**Given exercise A**
According to the interview with Brandyn Eddy, which role won him an Ovation award?
**Given exercise B**
Duplicate the Brandyn Eddy interview from "Brandyn is a" up to and including "over the other?".
**Given exercise C**
Finish out the next part of the Brandyn Eddy interview, picking up after its final sentence.
━━━ Given passage
Tuesday, April 27, 2010

Coffee Talk with Brandyn Eddy

Brandyn is a new face to Twenty-Something Theatre but many people will know him from the musical theatre scene here in Vancouver. Among his many credits he’s played Jon in Tick, Tick… Boom (for which he won an Ovation award) and Seymour in Little Shop of Horrors. I had the opportunity to see him in both; however, it was a little one-act play put on at the Havana written and directed by Prodigals director Peter Boychuk that really made me notice Brandyn. So, when the opportunity came up to re-cast the role of Nips back in October of last year I immediately thought of Brandyn. I talked to Peter who was, of course, on board and there we had our “Nips”.

Brandyn, as I’ve mentioned, you’ve done a lot of musical theatre, tell us what you like about doing straight (and by that I mean non-musicals) plays? Do you prefer one over the other?

Musicals, by nature, have got to be big and over the top; that’s what drives the characters to sing and dance. What I love about straight plays is the realism. The characters are much more true to life. You also get much more time to delve into them. In a musical it’s all song and dance, and by the time you’ve learnt those there’s very little time left for discovery. Also, I’m a very subtle person by nature, so it’s nice to be able to relax and not have to overact for a change. I don’t think I really prefer one over the other. My training is in Musical Theatre, so I definitely find that I do more musicals, and I do absolutely love getting caught up in the fantasy of it all, but if I didn’t get to sink my teeth into a good play every once in a while, I think I would go mad.
━━━━━━
━━━ Data provided
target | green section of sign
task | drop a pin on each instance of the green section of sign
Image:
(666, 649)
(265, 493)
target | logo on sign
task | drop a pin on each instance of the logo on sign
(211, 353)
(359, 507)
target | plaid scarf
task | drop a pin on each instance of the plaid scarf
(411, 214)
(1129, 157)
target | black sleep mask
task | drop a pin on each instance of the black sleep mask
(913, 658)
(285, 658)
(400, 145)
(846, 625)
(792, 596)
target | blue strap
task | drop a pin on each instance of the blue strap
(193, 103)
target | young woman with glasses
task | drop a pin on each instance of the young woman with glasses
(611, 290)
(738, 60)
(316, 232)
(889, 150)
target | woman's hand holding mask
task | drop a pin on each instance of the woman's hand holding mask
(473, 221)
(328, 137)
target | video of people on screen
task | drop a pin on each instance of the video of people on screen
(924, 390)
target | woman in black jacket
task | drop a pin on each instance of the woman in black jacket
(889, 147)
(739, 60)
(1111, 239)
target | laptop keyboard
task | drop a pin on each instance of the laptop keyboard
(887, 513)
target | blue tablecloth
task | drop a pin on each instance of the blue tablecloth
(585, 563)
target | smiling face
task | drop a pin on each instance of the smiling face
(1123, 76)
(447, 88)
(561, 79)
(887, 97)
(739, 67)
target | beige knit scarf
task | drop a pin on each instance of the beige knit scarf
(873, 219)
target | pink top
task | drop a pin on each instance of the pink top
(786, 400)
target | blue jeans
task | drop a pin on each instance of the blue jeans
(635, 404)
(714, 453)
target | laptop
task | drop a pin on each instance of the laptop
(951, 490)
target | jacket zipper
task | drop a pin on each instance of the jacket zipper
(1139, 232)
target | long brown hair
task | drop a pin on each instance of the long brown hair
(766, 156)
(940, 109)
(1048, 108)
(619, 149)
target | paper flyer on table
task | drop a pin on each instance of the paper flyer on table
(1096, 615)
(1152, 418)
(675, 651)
━━━━━━
**Task output A**
Jon in Tick, Tick… Boom.

**Task output B**
Brandyn is a new face to Twenty-Something Theatre but many people will know him from the musical theatre scene here in Vancouver. Among his many credits he’s played Jon in Tick, Tick… Boom (for which he won an Ovation award) and Seymour in Little Shop of Horrors. I had the opportunity to see him in both; however, it was a little one-act play put on at the Havana written and directed by Prodigals director Peter Boychuk that really made me notice Brandyn. So, when the opportunity came up to re-cast the role of Nips back in October of last year I immediately thought of Brandyn. I talked to Peter who was, of course, on board and there we had our “Nips”.

Brandyn, as I’ve mentioned, you’ve done a lot of musical theatre, tell us what you like about doing straight (and by that I mean non-musicals) plays? Do you prefer one over the other?

**Task output C**
What is your favourite role to date and why?

It’s really tough to pick a “favourite”. I’ve had the fortune of playing a variety of exciting roles. I suppose if I had to pick one, I would pick Napoleon in the Man of Destiny... no... Seymour in Little Shop of Horrors. Yes, Seymour. I have a few “dream roles” that I absolutely need to play before I die, and Seymour is definitely one of them. It’s such a fun role, and a far more challenging one than I had first expected. While it was very easy to identify with him, as I’m sure it is for a lot of people, being surrounded by a cast of over-the-top characters, it’s can be very easy to get caught up in that excitement and thus lose the honesty of the role. It’s Seymour’s journey that drives the show and so he has to stay very grounded to keep him relatable, but at the same time, he can’t be boring either. So, it was a lot of fun trying to walk that fine line.

(Photo courtesy of Brandyn Eddy)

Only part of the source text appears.